* Input records *
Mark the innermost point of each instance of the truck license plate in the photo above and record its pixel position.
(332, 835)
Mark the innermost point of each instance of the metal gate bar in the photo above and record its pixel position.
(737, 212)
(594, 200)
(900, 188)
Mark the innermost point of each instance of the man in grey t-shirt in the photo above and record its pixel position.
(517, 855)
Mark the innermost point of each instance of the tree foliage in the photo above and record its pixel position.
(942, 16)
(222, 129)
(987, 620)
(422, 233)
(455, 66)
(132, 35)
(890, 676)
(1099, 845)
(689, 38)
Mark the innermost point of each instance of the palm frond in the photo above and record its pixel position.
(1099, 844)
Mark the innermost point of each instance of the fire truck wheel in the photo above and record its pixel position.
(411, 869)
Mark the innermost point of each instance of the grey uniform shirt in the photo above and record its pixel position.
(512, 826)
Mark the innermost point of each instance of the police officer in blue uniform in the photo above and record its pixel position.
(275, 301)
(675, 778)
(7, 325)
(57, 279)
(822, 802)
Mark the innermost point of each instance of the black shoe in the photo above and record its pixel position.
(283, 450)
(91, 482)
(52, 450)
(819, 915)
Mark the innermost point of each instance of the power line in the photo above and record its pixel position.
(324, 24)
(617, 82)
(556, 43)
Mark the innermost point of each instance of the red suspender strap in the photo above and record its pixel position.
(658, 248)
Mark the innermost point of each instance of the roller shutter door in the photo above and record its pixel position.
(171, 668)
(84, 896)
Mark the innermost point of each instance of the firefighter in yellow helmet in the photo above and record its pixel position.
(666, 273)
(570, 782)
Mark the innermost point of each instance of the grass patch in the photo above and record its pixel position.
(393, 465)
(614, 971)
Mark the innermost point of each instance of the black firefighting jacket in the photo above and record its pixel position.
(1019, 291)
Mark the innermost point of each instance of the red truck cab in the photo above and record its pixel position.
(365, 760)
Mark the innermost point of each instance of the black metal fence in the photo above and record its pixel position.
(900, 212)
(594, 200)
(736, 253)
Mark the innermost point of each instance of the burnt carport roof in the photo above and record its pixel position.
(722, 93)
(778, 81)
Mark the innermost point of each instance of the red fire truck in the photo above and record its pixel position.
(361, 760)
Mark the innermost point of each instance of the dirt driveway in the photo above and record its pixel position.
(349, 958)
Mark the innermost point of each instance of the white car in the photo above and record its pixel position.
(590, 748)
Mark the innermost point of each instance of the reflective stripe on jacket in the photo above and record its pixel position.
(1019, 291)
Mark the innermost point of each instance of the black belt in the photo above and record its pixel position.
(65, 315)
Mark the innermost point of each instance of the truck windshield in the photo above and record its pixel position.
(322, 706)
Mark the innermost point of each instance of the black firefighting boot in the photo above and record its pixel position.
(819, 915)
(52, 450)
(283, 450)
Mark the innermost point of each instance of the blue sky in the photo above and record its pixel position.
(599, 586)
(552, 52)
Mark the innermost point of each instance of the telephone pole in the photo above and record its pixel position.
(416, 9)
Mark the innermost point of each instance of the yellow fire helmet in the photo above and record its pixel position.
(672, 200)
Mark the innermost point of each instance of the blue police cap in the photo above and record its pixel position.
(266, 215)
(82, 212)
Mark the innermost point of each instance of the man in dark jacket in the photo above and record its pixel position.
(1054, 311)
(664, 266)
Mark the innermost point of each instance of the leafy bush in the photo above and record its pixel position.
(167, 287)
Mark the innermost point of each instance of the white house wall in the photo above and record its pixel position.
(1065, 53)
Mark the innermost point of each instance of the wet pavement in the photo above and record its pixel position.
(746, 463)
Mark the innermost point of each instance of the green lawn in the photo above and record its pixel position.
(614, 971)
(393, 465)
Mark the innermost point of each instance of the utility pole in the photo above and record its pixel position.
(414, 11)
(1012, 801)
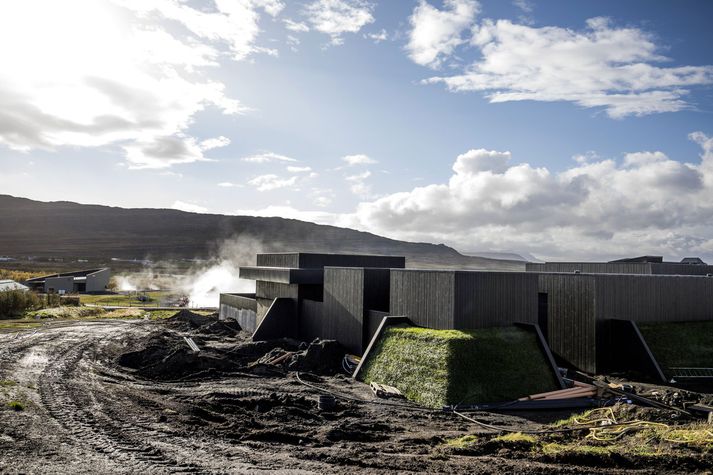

* Prompt *
Arrange every line of the rows above as a Markdown table with the columns "No." and "Line," numbering the lines in order and skipping blank ones. Leave the pictures out of the table.

* Full answer *
| No. | Line |
|---|---|
| 1 | Mark the innermost point of each instance of the truck license plate in the photo above and record its pixel position. |
| 2 | (332, 835) |
| 3 | Mark the innermost point of each instance of the metal gate bar in the photo above and record its pixel position. |
| 4 | (737, 212) |
| 5 | (594, 200) |
| 6 | (900, 188) |
| 7 | Mark the innermost point of each instance of the man in grey t-shirt in the photo above and record its pixel position. |
| 8 | (517, 855) |
| 9 | Mark the innermost point of each instance of the tree foliage in the photo above and record its pixel position. |
| 10 | (942, 16) |
| 11 | (222, 129) |
| 12 | (987, 620) |
| 13 | (422, 233) |
| 14 | (455, 66) |
| 15 | (132, 35) |
| 16 | (890, 676) |
| 17 | (1099, 845) |
| 18 | (689, 38) |
| 19 | Mark the innermost point of each instance of the palm frond in the photo above and record its pixel position. |
| 20 | (1099, 844) |
| 21 | Mark the innermost point of each instance of the fire truck wheel in the photo above and record its pixel position. |
| 22 | (411, 869) |
| 23 | Mark the innermost point of each instance of the grey uniform shirt in the photo above and record its pixel position. |
| 24 | (512, 826) |
| 25 | Mark the innermost point of each instance of the police officer in blue uniform in the photo above and record its pixel position. |
| 26 | (275, 301) |
| 27 | (675, 778) |
| 28 | (7, 325) |
| 29 | (57, 279) |
| 30 | (822, 802) |
| 31 | Mark the innermost point of each instance of the black shoe in the photo above and record its pixel position. |
| 32 | (283, 450) |
| 33 | (91, 482) |
| 34 | (52, 450) |
| 35 | (819, 915) |
| 36 | Mark the innermost point of each instance of the power line in the photo above and record its pixel position. |
| 37 | (324, 24) |
| 38 | (617, 82) |
| 39 | (556, 43) |
| 40 | Mark the innermost point of each instance of the red suspender strap in the photo above and record its pixel position. |
| 41 | (658, 248) |
| 42 | Mark the innermost point of each instance of the roller shutter door in the photo above and record its pixel position. |
| 43 | (171, 668) |
| 44 | (84, 896) |
| 45 | Mark the innermost point of each instance of the firefighter in yellow helmet in the photo above and record its pixel position. |
| 46 | (666, 273) |
| 47 | (570, 782) |
| 48 | Mark the innermost point of each instance of the grass patch in the photo above and record its pixel position. |
| 49 | (393, 465) |
| 50 | (614, 971) |
| 51 | Mark the innermost point of each instance of the black firefighting jacket in the photo above and record its pixel position. |
| 52 | (1019, 291) |
| 53 | Mark the innermost point of each instance of the red truck cab in the photo above and record its pixel position. |
| 54 | (365, 760) |
| 55 | Mark the innermost point of each instance of the black metal fence in the photo above and record its pixel position. |
| 56 | (900, 212) |
| 57 | (594, 200) |
| 58 | (736, 253) |
| 59 | Mark the innermost point of each instance of the burnt carport roof in the photo above and record its pixel position. |
| 60 | (722, 93) |
| 61 | (778, 81) |
| 62 | Mark the innermost point of each instance of the red fire truck in the photo above and record its pixel position. |
| 63 | (361, 760) |
| 64 | Mark the innermost point of each instance of the dirt driveway in the photo above and record its pixel position. |
| 65 | (349, 958) |
| 66 | Mark the innermost point of each instance of the white car in the photo above and record its pixel position. |
| 67 | (590, 748) |
| 68 | Mark the innermost point of each instance of the reflective stripe on jacket in the photo above and record its pixel position. |
| 69 | (1019, 291) |
| 70 | Mark the innermost point of each instance of the black belt in the photo above and record its pixel position. |
| 71 | (65, 315) |
| 72 | Mark the innermost point of each instance of the truck windshield in the photo above and record its pixel position. |
| 73 | (322, 706) |
| 74 | Mark the innermost point of each instance of the black firefighting boot in the photo above and record its pixel position. |
| 75 | (819, 915) |
| 76 | (52, 450) |
| 77 | (283, 450) |
| 78 | Mark the innermost point of each instance of the blue sky in the photo above and record its pixel position. |
| 79 | (599, 586) |
| 80 | (552, 52) |
| 81 | Mark the innermost point of each instance of the telephone pole in the photo above and record its pixel position. |
| 82 | (416, 9) |
| 83 | Mark the innermost point of each instance of the yellow fire helmet in the photo above and record its pixel position. |
| 84 | (672, 200) |
| 85 | Mark the innermost point of each instance of the blue police cap in the photo above and record its pixel position. |
| 86 | (266, 215) |
| 87 | (82, 212) |
| 88 | Mark the innermost point of each instance of the man in dark jacket in the photo above and record its pixel position. |
| 89 | (1054, 311) |
| 90 | (664, 266) |
| 91 | Mark the innermost point of each instance of the leafy bush in the photo above and record its pixel position. |
| 92 | (167, 287) |
| 93 | Mark the innermost point of each instance of the white house wall in the photo above and record its pixel position. |
| 94 | (1065, 53) |
| 95 | Mark the innermost point of each instance of the wet pavement in the photo above and record its pixel position. |
| 96 | (746, 463) |
| 97 | Mark the innermost point of each instance of the green lawn in the photo above and record its pixel position. |
| 98 | (614, 971) |
| 99 | (393, 465) |
| 100 | Mark the innermost point of each instance of the utility pole in the photo above and record its pixel position. |
| 101 | (414, 11) |
| 102 | (1012, 801) |